(BRANO DEL DOCUMENTO)

══════════════════════════════

E’ certo che se un turista italiano che deve andare in Marocco si pone il problema del contagio in Africa una certa ragione ce l’ha: sembra acclarato che il vero problema è la capacità di reggere da parte del sistema sanitario di fronte all’emergenza della rapidità del contagio. Conoscendo il sistema sanitario marocchino, posso confermare che si corre davvero un rischio grave. Se in Italia con un sistema sanitario di buon livello siamo in piena allerta, figuriamoci cosa potrebbe avvenire in Marocco a fronte di una diffusione del virus di ampia scala. I privati non sarebbero probabilmente disponibili a intervenire senza un compenso e il sistema pubblico non ha gli strumenti e vive in un regime di totale inadeguatezza e corruzione.
La corruzione è l’altra faccia del capitalismo selvaggio che mostra i denti affilati nei paesi con maggiori e più evidenti contrasti socio economici. In Marocco è così evidente, che persino percorrendo in automobile una qualsiasi strada del paese s’incappa in un sistema per lo meno non limpido: per esempio una serie interminabile di limiti di velocità alternati in maniera da rendere più facile ad un poliziotto l’imposizione di una sanzione piuttosto che al conducente della vettura di mantenere una velocità prudente. E a ogni sosta per contravvenzione il marocchino sa che ne esce vivo solo con la mancia al poliziotto, dieci euro invece di quaranta.

══════════════════════════════

(ESTRATTI DI DATI)
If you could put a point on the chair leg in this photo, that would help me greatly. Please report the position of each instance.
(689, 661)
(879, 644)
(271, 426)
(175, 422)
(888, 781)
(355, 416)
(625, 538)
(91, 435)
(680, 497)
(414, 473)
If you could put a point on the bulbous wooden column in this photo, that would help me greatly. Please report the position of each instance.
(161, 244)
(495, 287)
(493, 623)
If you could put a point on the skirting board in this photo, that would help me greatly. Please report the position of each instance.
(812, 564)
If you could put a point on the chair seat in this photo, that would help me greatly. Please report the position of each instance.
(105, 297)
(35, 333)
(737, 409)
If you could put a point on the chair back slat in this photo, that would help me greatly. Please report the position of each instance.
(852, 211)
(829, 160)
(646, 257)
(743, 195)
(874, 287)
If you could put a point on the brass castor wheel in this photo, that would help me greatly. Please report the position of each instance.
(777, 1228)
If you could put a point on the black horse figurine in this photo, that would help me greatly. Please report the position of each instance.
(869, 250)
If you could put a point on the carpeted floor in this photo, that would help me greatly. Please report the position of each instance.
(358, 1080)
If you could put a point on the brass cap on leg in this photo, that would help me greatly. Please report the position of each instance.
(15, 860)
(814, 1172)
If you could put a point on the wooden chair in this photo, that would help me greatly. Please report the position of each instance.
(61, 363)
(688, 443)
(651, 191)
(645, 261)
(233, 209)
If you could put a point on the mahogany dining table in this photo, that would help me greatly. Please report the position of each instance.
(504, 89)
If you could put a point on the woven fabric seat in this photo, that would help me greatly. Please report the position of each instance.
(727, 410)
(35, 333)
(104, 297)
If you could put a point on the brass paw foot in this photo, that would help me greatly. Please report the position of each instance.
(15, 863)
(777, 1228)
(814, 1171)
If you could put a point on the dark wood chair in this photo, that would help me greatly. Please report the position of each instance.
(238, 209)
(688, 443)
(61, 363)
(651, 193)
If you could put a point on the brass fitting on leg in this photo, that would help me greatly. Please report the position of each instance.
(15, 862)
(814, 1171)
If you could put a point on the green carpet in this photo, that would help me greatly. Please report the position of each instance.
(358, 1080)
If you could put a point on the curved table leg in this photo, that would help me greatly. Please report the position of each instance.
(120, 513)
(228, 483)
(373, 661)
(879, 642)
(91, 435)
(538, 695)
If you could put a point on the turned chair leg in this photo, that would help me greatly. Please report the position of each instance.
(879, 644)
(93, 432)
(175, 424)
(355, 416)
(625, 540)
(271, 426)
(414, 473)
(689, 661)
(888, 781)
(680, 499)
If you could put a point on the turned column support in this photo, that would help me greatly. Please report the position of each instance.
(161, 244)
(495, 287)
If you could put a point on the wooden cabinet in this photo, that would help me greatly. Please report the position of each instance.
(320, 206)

══════════════════════════════

(PROBLEMI E COMPITI)
1 - Elenca tutti i nomi di luoghi geografici che compaiono nel brano sul Marocco.
2 - Indica se ciascuna affermazione concorda con il brano sul Marocco, rispondendo sì o no e citando le parole decisive. (a) Chi scrive dichiara di conoscere il sistema sanitario marocchino. (b) La mancia al poliziotto ammonta a quaranta euro. (c) I privati interverrebbero senza chiedere un compenso.
3 - Prosegui il brano sul Marocco dal punto in cui si interrompe.
I dati provengono da una fonte diversa dal brano.

(RISPOSTE FORNITE)
1 - Marocco, Africa, Italia

2 -
(a) Sì: "Conoscendo il sistema sanitario marocchino, posso confermare che si corre davvero un rischio grave."
(b) No: "dieci euro invece di quaranta."
(c) No: "I privati non sarebbero probabilmente disponibili a intervenire senza un compenso"

3 -
Ancora più drammatico frequentare un ospedale pubblico e scoprire che non solo ci si debba procurare tutto all’esterno, bende, medicinali, attrezzature sanitarie, perché manca l’apporto materiale alle pur buone competenze scientifiche, ma non è sufficiente: servono le mance al personale infermieristico e medico per avere almeno quella minima attenzione che permette di avere la sensazione di aver scelto la strada giusta, l’ospedale pubblico. Fanno prima tutti quei marocchini che avendo un minimo di risorse economiche decidono di spendere il prezzo richiesto dalle cliniche private. Se sono poveri, cercano solidarietà e s’organizzano collette tra i vicini. Ovviamente nella sanità privata vige comunque una gerarchia che parte dal trattamento peggiore al minor prezzo pagato...
Tutto ciò è molto triste e angosciante per chi come me nonostante tutto continua a guardare con ammirata meraviglia il Marocco e le sue potenzialità, e dovrebbe esser questo un tema centrale nel dibattito della commissione recentemente istituita dal re per un nuovo modello di sviluppo.
Non è un caso che migliaia di persone, facenti capo a un Fronte sociale marocchino di cui fanno parte sindacati, associazioni per i diritti umani, partiti della sinistra tra gli altri, siano scese in piazza a Casablanca il 23 febbraio (anniversario della primavera araba marocchina del 20 febbraio 2011) per denunciare l’ineguaglianza del paese, l’ingiustizia che tiene in prigione attivisti del movimento Hirak così come persone che abbiano violato reati di opinione (rapper, giornalisti), l’ingiustizia economica per cui continua a salire il costo della vita e aumentano le sacche di povertà nella popolazione già stremata. Urla nel silenzio generale, di un sistema che si potrebbe definire insensibile, se non forse persino cinico.
Ho conosciuto tanti marocchini che hanno visto nell’Europa la via di salvezza. È facile dire “aiutiamoli a casa loro” per lavarsene le mani.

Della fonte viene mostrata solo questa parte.